Items on locating named things
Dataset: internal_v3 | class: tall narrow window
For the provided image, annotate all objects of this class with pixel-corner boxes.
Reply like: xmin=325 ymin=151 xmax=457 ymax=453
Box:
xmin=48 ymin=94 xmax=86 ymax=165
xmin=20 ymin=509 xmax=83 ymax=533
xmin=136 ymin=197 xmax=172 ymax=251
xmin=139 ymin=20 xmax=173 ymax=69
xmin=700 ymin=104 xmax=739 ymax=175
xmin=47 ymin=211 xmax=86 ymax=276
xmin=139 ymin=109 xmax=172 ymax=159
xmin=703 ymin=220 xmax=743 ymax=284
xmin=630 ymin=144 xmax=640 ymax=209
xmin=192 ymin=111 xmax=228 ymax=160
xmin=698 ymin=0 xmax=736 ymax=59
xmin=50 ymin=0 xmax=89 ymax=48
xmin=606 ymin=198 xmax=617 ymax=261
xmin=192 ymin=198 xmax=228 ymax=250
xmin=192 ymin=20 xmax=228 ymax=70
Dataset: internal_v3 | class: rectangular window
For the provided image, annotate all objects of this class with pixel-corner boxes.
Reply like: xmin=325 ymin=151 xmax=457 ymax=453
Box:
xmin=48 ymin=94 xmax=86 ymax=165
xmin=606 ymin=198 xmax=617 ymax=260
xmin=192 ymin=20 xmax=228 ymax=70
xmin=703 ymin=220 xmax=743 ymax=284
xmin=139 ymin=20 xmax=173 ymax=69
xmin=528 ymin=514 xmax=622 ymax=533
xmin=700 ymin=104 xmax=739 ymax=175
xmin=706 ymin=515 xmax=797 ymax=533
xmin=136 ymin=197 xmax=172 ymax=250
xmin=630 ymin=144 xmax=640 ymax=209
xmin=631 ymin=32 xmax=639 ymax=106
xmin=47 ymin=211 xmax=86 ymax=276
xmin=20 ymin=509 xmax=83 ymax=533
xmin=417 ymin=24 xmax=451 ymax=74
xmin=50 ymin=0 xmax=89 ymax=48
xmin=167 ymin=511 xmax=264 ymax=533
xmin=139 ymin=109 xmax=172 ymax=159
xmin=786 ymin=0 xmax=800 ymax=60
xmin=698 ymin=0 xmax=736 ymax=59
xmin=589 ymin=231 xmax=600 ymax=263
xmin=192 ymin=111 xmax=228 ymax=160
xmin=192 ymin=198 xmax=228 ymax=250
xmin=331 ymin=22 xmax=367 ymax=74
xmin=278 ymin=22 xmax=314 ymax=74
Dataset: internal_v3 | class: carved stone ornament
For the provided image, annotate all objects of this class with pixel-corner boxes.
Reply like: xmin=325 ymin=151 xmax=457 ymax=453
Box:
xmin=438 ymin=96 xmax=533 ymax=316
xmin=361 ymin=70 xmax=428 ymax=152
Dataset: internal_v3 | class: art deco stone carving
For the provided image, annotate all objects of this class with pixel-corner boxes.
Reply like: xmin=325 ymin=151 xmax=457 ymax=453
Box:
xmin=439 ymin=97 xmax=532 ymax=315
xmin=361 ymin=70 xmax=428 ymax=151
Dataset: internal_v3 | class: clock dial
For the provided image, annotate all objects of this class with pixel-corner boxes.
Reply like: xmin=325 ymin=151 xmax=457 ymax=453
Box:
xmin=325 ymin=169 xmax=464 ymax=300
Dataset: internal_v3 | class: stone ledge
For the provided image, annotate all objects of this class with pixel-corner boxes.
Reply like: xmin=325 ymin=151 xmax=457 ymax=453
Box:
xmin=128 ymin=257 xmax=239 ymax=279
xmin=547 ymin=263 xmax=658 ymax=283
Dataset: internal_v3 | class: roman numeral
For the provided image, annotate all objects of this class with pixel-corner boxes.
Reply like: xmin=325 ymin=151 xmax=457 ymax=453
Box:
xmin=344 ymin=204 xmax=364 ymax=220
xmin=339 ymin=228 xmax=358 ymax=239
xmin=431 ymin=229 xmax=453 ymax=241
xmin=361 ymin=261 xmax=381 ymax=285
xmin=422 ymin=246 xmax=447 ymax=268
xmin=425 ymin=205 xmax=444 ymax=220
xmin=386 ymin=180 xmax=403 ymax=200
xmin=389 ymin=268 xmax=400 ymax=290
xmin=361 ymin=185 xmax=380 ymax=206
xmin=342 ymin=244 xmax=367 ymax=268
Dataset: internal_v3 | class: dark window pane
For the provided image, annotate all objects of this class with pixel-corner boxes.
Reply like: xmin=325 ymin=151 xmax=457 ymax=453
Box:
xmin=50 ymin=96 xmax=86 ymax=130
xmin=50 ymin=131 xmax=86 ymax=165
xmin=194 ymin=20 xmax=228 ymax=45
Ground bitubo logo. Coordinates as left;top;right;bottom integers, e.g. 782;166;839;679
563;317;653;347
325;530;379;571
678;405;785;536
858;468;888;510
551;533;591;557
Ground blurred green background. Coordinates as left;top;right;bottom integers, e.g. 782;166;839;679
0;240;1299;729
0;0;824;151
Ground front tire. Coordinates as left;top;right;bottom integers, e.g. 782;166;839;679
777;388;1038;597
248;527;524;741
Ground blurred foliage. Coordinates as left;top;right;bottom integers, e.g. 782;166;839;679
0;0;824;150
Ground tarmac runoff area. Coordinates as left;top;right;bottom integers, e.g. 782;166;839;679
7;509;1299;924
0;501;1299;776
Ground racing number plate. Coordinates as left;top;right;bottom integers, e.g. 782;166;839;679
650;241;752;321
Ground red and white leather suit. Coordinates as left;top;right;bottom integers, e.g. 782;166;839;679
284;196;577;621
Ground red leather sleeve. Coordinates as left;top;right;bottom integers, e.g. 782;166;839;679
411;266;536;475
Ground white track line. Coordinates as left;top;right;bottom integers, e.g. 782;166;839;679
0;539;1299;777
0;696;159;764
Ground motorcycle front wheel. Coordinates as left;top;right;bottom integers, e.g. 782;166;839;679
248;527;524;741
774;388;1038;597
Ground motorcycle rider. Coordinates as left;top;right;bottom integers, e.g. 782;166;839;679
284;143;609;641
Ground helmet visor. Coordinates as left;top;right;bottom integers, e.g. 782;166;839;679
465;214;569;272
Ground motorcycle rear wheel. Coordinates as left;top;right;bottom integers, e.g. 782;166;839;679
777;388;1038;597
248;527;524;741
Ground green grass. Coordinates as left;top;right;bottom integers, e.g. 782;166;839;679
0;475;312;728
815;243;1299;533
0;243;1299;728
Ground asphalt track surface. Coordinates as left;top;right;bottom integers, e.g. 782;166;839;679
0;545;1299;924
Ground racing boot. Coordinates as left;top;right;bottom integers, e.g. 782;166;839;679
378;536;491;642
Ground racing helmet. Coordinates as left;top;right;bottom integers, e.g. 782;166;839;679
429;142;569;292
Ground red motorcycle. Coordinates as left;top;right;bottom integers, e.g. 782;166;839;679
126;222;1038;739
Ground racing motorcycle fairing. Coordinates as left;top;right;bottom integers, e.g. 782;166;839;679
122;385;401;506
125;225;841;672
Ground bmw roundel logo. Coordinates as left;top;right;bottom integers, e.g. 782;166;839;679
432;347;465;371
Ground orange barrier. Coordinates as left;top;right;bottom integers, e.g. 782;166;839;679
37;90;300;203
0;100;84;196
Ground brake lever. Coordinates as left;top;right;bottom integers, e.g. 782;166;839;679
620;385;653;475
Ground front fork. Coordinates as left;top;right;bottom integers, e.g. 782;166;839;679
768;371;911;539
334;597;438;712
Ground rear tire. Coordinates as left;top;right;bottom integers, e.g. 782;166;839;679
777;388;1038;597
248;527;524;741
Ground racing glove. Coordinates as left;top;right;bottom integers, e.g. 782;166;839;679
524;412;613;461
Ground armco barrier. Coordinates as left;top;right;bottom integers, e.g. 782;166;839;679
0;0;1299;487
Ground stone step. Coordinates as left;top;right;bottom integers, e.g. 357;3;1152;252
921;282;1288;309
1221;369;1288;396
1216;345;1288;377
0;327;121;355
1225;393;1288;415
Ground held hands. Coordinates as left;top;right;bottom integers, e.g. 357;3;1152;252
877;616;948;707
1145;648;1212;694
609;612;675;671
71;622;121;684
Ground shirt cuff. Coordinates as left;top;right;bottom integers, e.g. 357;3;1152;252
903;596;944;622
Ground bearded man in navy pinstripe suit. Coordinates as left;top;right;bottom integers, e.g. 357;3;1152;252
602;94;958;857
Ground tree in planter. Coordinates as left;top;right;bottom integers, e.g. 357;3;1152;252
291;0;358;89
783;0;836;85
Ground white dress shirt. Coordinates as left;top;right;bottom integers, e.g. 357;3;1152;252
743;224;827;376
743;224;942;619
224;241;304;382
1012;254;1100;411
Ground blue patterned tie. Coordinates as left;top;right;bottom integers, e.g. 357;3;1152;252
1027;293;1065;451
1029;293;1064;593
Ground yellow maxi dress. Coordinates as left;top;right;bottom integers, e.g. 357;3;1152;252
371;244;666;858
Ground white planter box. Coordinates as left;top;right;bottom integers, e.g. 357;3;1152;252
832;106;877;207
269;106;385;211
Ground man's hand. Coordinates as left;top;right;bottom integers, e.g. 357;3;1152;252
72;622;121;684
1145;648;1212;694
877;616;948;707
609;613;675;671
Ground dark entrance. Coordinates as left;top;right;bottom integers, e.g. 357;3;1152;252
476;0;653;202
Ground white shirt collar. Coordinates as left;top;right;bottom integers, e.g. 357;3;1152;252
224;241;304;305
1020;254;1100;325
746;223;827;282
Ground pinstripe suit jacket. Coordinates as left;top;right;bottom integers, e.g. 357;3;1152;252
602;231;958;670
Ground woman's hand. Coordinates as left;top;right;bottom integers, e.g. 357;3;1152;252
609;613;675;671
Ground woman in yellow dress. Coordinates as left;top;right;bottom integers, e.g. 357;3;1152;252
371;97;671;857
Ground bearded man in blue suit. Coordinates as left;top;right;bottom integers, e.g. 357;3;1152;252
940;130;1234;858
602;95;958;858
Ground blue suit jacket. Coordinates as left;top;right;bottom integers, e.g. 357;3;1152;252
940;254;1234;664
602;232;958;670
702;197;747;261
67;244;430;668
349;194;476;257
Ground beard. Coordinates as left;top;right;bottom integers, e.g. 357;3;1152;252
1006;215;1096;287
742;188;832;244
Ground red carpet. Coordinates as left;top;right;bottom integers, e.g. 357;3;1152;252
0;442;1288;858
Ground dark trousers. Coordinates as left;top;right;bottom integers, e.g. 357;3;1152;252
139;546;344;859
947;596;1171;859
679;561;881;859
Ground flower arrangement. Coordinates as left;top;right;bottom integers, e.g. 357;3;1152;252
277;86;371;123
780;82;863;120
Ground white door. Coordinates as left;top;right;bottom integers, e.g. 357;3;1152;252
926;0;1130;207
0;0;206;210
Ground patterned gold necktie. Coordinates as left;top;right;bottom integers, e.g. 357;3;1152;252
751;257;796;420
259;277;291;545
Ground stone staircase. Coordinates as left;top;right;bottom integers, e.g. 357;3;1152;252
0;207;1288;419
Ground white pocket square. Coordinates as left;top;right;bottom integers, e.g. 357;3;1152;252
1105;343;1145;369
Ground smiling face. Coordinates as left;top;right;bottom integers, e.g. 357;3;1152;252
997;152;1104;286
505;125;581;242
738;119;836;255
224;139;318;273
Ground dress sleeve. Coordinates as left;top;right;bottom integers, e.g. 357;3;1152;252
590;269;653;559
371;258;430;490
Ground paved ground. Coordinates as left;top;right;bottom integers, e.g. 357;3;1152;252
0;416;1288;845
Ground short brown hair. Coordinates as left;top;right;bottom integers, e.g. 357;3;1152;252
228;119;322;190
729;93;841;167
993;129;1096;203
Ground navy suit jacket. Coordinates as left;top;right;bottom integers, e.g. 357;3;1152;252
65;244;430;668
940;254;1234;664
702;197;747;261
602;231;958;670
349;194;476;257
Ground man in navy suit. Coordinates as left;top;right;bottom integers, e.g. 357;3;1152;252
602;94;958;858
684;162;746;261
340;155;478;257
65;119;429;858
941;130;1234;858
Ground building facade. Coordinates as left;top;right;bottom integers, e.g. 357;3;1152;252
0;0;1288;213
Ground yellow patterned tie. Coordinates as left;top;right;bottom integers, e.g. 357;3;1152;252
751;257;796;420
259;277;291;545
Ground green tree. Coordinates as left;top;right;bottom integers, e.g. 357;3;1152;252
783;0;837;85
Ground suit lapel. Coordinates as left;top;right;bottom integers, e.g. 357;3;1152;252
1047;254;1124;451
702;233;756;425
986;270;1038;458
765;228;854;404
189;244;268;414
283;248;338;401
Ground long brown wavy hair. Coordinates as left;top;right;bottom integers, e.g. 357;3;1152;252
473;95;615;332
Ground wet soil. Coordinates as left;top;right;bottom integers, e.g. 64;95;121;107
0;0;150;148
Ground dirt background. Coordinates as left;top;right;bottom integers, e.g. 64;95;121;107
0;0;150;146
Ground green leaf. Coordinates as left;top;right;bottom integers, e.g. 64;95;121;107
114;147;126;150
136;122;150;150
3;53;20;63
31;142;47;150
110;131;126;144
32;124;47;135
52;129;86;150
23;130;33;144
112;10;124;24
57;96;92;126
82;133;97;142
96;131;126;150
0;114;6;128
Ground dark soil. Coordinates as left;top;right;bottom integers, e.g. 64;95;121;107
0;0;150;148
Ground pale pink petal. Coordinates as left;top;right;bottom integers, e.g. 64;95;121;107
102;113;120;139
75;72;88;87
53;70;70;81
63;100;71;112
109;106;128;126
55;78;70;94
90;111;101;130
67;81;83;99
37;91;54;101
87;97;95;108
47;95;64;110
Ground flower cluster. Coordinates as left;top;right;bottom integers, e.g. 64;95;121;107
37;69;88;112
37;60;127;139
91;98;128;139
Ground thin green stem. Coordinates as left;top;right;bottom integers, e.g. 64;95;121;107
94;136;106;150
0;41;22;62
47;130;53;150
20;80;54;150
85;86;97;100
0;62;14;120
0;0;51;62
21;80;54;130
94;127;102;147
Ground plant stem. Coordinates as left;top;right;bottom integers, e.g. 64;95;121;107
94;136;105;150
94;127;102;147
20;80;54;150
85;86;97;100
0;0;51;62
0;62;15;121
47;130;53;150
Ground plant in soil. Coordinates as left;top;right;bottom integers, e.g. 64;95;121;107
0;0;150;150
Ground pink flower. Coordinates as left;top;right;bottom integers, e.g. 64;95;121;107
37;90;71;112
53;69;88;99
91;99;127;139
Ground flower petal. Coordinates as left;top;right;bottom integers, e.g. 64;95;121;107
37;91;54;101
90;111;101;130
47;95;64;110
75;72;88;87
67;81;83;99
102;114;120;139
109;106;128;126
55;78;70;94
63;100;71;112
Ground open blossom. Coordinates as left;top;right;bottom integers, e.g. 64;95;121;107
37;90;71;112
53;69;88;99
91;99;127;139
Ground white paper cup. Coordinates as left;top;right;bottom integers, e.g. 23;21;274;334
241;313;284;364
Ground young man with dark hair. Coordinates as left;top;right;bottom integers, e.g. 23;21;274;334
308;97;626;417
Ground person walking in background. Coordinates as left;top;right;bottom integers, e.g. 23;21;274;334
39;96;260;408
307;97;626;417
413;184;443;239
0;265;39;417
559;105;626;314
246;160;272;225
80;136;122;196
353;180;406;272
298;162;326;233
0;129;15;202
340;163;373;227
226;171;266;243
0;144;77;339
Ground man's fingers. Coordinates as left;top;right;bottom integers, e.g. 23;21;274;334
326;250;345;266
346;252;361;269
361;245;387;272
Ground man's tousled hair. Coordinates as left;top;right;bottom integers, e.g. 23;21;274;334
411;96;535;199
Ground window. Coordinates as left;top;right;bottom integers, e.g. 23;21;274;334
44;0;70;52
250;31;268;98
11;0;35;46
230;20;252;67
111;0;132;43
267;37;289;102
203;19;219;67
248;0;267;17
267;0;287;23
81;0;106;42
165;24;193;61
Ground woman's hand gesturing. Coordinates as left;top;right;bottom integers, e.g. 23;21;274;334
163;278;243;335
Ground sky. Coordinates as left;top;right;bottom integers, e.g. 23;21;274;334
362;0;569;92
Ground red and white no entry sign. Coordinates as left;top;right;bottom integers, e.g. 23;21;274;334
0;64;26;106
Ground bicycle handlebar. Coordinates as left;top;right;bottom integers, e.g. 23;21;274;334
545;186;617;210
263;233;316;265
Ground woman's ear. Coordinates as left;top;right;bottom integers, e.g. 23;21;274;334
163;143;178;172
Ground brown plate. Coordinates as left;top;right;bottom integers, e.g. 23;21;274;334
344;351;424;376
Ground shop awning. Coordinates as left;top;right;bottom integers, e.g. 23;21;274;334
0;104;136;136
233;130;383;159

■ **WORK TO BE COMPLETED**:
Could you reproduce the lines from the one containing "Ground shop awning." through the end of the items, substituting "storefront awning" for "shop awning" and leaving everything else unchanged?

■ **WORKED ANSWER**:
Ground storefront awning. Coordinates as left;top;right;bottom integers, e.g. 23;21;274;334
0;104;136;136
233;130;383;159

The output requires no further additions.